◆ What the task asks: Line by line, retype the material below exactly, from its first line up to and including the one holding "Where in the frame above is the sony monitor".

◆ Data to process:
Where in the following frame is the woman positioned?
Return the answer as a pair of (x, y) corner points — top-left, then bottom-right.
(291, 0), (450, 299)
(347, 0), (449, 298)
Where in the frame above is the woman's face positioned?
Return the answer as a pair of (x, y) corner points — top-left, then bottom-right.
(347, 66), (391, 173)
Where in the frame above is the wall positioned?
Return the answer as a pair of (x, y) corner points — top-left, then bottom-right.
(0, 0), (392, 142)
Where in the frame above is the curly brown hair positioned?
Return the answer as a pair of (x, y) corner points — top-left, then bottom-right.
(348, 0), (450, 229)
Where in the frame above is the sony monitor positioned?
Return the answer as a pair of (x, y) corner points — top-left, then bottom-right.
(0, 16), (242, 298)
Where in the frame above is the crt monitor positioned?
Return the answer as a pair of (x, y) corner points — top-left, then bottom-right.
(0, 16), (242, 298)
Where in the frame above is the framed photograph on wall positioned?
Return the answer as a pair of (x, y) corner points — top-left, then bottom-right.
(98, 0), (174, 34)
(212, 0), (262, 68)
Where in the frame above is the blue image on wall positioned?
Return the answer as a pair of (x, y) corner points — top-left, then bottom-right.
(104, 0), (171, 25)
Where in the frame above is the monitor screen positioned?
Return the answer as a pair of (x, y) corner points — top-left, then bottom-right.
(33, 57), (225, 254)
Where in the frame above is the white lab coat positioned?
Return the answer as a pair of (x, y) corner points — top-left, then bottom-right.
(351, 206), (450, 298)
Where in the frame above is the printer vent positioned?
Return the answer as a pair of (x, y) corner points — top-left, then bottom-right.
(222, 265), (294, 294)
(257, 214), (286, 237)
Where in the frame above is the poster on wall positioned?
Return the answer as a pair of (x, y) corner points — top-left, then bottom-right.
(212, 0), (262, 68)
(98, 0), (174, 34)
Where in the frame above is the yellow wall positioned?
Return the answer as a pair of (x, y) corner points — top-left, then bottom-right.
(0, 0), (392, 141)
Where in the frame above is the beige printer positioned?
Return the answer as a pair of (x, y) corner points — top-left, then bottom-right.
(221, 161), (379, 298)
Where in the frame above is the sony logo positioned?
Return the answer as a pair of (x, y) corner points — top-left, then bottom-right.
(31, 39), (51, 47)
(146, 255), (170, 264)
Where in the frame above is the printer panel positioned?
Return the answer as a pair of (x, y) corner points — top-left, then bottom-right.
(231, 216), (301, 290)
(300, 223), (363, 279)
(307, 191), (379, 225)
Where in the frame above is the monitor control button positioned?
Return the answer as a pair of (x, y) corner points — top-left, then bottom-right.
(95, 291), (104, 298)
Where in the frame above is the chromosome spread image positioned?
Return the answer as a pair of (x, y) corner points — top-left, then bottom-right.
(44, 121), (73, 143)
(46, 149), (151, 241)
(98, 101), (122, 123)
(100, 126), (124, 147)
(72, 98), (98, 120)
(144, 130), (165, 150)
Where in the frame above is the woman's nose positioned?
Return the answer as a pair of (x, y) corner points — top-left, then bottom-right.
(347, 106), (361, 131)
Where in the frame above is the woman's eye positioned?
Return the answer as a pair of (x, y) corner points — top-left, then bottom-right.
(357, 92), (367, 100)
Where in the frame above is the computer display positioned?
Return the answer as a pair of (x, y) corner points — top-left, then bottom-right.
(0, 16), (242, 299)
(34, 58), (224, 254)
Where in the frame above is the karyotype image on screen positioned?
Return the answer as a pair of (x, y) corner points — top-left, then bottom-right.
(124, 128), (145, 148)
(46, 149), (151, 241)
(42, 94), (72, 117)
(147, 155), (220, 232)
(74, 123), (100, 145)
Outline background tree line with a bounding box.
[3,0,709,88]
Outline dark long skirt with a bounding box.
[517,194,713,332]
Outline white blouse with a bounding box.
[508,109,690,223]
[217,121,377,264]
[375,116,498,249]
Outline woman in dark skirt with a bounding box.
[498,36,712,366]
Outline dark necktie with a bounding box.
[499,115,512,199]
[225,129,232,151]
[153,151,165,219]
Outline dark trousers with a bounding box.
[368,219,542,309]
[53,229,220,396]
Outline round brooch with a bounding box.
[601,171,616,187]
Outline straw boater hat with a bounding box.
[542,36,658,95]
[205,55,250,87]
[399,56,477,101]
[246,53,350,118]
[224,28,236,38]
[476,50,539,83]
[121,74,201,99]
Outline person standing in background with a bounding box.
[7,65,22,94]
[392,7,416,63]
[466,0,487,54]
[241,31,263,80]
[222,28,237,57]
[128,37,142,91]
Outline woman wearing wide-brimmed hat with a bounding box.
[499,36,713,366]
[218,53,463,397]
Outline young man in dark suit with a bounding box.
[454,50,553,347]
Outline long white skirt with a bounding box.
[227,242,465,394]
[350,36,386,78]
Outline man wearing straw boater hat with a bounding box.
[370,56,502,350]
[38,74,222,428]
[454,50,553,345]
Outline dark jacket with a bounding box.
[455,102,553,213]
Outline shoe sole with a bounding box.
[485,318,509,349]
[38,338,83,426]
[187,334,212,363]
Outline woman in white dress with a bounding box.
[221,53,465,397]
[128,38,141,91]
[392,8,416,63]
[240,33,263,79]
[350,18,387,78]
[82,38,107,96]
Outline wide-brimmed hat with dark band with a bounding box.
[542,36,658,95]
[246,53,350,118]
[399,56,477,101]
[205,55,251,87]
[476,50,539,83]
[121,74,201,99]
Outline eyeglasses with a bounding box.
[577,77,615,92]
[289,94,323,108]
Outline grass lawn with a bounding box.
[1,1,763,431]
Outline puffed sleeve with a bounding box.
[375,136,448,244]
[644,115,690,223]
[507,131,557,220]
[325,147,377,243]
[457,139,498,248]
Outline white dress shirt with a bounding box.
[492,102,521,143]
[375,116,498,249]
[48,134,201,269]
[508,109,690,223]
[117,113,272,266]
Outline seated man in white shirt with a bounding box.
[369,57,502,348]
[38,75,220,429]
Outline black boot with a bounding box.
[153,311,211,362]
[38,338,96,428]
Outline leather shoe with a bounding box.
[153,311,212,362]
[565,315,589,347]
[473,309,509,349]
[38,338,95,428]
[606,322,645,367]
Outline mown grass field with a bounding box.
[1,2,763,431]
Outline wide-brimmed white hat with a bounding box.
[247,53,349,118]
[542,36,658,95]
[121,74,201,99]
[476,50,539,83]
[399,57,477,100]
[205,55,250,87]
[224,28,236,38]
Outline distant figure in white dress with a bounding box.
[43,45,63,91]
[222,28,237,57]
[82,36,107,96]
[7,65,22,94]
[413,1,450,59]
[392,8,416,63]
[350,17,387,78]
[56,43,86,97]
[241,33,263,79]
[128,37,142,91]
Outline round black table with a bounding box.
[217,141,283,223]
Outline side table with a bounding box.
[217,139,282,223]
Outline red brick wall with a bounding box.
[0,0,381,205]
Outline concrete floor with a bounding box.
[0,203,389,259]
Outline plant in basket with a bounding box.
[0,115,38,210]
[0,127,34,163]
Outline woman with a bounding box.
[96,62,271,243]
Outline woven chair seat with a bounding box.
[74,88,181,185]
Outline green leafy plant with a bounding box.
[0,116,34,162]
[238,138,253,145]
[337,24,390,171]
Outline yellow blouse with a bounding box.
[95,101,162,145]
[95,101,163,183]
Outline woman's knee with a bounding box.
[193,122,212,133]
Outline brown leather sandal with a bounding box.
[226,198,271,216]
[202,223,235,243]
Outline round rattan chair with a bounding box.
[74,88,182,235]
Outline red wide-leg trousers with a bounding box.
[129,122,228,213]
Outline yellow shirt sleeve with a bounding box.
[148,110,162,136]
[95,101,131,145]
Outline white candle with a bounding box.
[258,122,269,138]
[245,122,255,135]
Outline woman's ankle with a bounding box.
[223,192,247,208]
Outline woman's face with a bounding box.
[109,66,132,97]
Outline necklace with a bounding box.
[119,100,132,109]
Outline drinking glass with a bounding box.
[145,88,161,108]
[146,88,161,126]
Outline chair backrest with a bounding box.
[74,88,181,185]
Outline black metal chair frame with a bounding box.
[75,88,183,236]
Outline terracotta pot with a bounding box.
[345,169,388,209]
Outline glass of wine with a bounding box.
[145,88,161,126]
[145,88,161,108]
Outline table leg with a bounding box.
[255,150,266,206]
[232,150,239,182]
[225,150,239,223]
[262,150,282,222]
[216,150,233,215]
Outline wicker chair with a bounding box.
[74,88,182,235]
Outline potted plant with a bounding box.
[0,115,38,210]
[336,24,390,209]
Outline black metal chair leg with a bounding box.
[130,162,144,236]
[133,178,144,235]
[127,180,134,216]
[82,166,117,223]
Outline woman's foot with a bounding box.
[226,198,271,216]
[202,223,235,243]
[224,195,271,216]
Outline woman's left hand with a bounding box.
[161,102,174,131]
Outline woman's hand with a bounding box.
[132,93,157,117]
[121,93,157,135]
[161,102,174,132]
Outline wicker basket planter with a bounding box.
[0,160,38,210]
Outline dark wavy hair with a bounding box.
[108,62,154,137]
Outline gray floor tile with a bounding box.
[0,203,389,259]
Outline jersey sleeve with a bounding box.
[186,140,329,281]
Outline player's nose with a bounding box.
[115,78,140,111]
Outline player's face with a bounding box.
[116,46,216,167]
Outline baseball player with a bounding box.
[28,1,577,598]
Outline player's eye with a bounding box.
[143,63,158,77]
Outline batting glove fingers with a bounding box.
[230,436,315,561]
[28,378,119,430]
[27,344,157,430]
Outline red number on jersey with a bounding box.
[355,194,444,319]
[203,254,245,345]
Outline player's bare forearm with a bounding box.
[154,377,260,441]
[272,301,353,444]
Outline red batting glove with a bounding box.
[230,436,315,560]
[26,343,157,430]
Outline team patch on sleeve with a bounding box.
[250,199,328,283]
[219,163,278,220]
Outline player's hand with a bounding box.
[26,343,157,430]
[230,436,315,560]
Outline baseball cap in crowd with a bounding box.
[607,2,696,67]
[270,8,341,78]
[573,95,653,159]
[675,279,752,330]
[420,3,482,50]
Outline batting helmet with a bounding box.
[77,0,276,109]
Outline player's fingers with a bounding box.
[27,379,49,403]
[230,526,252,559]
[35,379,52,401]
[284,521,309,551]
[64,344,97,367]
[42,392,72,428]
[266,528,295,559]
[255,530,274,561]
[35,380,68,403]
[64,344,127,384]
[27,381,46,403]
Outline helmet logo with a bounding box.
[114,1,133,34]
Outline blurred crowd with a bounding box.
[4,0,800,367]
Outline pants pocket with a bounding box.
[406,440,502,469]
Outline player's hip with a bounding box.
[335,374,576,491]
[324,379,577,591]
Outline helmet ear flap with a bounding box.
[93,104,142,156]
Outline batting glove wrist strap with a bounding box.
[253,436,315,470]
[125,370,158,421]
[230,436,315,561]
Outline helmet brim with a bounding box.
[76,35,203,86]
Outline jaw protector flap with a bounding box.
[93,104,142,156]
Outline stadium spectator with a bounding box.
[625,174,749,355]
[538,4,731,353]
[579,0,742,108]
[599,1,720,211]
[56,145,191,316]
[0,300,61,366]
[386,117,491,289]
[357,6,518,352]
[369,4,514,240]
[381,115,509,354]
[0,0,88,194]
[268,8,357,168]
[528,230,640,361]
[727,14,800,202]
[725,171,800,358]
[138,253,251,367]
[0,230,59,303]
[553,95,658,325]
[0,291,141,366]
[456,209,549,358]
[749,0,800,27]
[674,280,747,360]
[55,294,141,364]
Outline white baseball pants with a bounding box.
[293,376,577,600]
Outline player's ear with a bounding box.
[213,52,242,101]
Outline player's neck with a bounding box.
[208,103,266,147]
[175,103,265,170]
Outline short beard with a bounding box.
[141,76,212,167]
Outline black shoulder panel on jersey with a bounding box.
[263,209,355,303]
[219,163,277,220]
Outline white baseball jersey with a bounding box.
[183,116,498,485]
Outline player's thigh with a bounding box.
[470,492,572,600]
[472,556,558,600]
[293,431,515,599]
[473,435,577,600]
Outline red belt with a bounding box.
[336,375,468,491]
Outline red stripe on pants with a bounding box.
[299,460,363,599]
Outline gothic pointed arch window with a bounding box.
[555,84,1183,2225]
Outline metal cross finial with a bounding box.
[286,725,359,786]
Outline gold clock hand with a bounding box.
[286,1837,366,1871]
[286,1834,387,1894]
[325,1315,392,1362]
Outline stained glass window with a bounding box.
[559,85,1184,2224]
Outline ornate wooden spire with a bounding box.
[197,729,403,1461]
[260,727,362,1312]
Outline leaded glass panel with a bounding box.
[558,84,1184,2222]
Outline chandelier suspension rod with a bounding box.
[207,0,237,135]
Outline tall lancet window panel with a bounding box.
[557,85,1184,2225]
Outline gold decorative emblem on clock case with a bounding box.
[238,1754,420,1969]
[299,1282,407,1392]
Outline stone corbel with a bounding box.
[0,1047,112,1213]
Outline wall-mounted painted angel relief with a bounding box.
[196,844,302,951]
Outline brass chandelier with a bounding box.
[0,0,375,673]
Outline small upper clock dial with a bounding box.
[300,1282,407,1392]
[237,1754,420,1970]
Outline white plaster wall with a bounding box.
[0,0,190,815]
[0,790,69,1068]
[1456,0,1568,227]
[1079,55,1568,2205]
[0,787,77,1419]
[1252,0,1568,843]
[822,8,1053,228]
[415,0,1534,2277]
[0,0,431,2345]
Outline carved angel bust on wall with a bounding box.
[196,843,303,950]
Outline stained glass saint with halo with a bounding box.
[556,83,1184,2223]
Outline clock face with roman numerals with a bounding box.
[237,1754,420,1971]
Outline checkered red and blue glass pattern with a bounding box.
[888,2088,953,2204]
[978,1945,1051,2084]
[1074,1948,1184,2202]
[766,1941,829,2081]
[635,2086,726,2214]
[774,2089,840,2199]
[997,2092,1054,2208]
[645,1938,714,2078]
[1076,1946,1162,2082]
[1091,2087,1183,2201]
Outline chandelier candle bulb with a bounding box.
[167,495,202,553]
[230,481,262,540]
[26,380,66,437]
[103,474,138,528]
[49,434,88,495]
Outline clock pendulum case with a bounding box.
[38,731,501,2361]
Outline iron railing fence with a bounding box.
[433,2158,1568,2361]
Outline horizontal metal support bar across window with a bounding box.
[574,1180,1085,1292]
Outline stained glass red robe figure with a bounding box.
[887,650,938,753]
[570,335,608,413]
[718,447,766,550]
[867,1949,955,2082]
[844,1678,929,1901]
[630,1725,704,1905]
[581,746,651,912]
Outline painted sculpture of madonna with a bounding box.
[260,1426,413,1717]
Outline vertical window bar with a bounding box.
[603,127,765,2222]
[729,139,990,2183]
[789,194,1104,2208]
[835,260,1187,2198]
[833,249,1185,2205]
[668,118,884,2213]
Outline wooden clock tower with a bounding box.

◆ Exercise result:
Where in the following frame is the woman positioned?
Return the answer as a pair of (x, y) corner points — top-left, then bottom-right.
(291, 0), (450, 299)
(347, 0), (449, 298)
Where in the frame above is the woman's face positioned?
Return the answer as a pair of (x, y) corner points — top-left, then bottom-right.
(347, 66), (391, 173)
Where in the frame above is the wall positioned?
Return the answer as a pair of (x, y) corner points — top-left, then bottom-right.
(0, 0), (392, 142)
Where in the frame above is the curly brown hair positioned?
Return the answer as a pair of (x, y) corner points — top-left, then bottom-right.
(348, 0), (450, 229)
Where in the frame above is the sony monitor positioned?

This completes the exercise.